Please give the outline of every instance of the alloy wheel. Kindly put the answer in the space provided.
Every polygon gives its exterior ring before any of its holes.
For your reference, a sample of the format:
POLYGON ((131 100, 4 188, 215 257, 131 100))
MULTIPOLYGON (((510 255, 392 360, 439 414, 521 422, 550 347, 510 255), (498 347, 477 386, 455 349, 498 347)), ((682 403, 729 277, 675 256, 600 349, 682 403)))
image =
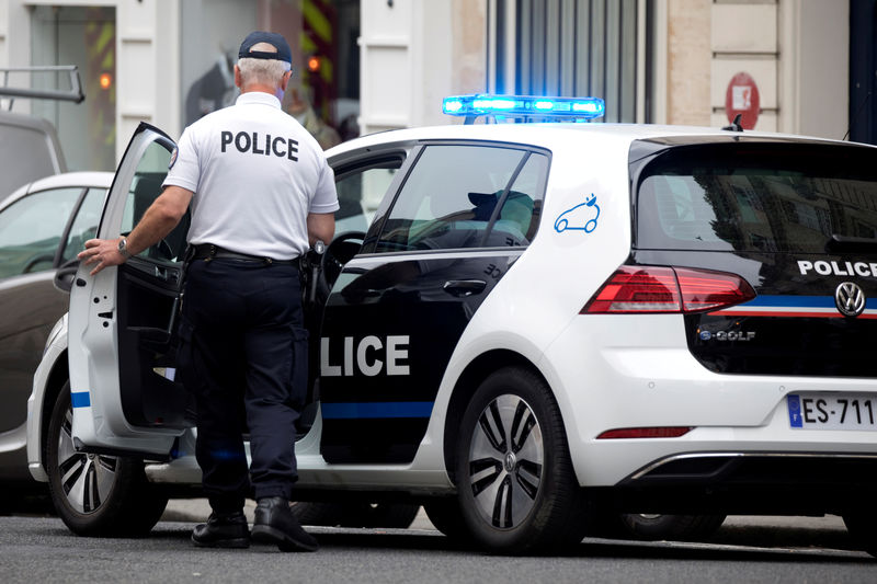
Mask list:
POLYGON ((58 436, 58 472, 64 494, 78 513, 98 511, 115 484, 118 459, 78 453, 72 439, 73 410, 67 410, 58 436))
POLYGON ((545 444, 529 404, 493 399, 478 416, 469 448, 469 484, 478 513, 494 528, 521 525, 536 504, 545 444))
........
--- What you will do ---
Copy the records above verbatim, leaving out the picture.

--- Completed task ---
Please give the outline of every instance of the alloy wheel. Kindly put the answer in the space provided.
Every polygon gives its exterior ring before any of its holes.
For your reference, a sample of the format:
POLYGON ((131 100, 4 188, 215 257, 131 100))
MULTIPOLYGON (((510 255, 392 360, 439 414, 521 422, 550 347, 510 255), (498 347, 477 386, 455 349, 498 347)), ((682 403, 729 277, 675 256, 600 349, 682 403)))
image =
Mask list:
POLYGON ((58 436, 58 472, 64 494, 78 513, 98 511, 115 484, 118 459, 78 453, 72 439, 73 410, 67 410, 58 436))
POLYGON ((545 444, 529 404, 493 399, 478 416, 469 448, 469 484, 478 513, 494 528, 521 525, 536 504, 545 444))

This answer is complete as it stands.